> **Kerjakan berikut ini**
**1.** Tentukan apakah setiap pernyataan berikut sesuai dengan teks tentang pentas budaya di Kerug Batur. Jawab ya atau tidak, lalu kutip persis kata-kata teks yang menentukan jawaban itu. (a) Acara diselenggarakan oleh para pemuda Desa Majaksingi. (b) Pembukaan acara dimulai pukul 09.00. (c) Pentas budaya itu berupa karawitan dan wayang kulit.
**2.** Salin kata demi kata bagian teks tentang pentas budaya di Kerug Batur, mulai dari "Minggu, (08/05) di" sampai dengan "Dusun Kerug Batur.".

> **Kutipan bacaan**
----
Minggu, (08/05) di Dusun Kerug Batur Desa Majaksingi, Kecamatan Borobudur, Kabupaten Magelang telah diadakan Pentas budaya spiritual. Acara ini diselenggarakan oleh para pemuda Desa Majaksingi. Para pemuda yang tergabung dalam karang taruna Desa Majaksingi ini berusaha mengangkat kembali warisan budaya dan potensi lokal yang ada di Desa Majaksingi terutama di Dusun Kerug Batur.
Kerug Batur Gadhah Gawe
Pembukaan dilakukan pada pukul 10.00 dengan sambutan dari Bapak Ismoyo selaku Ketua Rukun Warga di Kerug Batur. Dalam sambutannya, ia mengatakan bahwa hari itu warga Dusun Kerug Batur melaksanakan apa yang telah menjadi niat masyarakat bersama sejak bulan ramadhan, kegiatan pentas budaya ini juga sebagai momen syawalan warga masyarakat Desa Kerug Batur untuk saling memaafkan baik kesalahan antara umat Islam maupun umat Katolik yang ada di sana. Ia juga mengajak masyarakat bersyukur karena pada momen kali ini warga Kerug Batur dapat melaksanakan pentas budaya berupa karawitan dan jathilan. “Wonten ing wekdal punika bilih wonten ing Dusun Kerug Batur badhe nggelar wontenipun kabudayan.”
----
> **Cuplikan data**
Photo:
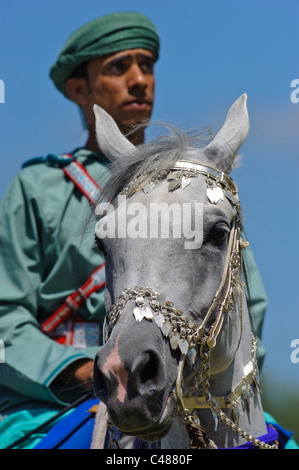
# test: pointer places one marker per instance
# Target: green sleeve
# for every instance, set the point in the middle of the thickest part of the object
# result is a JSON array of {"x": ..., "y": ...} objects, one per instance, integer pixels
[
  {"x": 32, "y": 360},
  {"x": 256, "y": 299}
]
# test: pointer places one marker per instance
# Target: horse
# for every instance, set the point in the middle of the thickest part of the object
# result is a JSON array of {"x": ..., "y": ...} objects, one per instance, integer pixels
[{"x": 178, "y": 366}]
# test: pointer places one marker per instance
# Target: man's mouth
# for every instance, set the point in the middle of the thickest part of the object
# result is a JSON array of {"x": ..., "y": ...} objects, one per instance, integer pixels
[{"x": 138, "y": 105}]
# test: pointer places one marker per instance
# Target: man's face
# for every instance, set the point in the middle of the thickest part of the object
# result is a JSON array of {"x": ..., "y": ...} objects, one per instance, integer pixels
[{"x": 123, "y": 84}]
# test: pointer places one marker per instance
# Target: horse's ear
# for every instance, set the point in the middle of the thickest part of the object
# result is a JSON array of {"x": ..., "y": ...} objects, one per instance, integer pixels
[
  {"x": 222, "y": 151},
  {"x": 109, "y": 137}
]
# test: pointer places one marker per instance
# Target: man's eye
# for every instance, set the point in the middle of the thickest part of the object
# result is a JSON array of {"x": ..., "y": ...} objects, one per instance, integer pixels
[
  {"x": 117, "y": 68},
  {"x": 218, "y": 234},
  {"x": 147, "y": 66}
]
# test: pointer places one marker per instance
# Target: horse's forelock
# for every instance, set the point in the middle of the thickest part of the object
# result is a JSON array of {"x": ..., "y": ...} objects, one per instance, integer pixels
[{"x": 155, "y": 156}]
----
> **Kumpulan jawaban**
**1.**
(a) Ya: "Acara ini diselenggarakan oleh para pemuda Desa Majaksingi."
(b) Tidak: "Pembukaan dilakukan pada pukul 10.00"
(c) Tidak: "pentas budaya berupa karawitan dan jathilan"

**2.**
Minggu, (08/05) di Dusun Kerug Batur Desa Majaksingi, Kecamatan Borobudur, Kabupaten Magelang telah diadakan Pentas budaya spiritual. Acara ini diselenggarakan oleh para pemuda Desa Majaksingi. Para pemuda yang tergabung dalam karang taruna Desa Majaksingi ini berusaha mengangkat kembali warisan budaya dan potensi lokal yang ada di Desa Majaksingi terutama di Dusun Kerug Batur.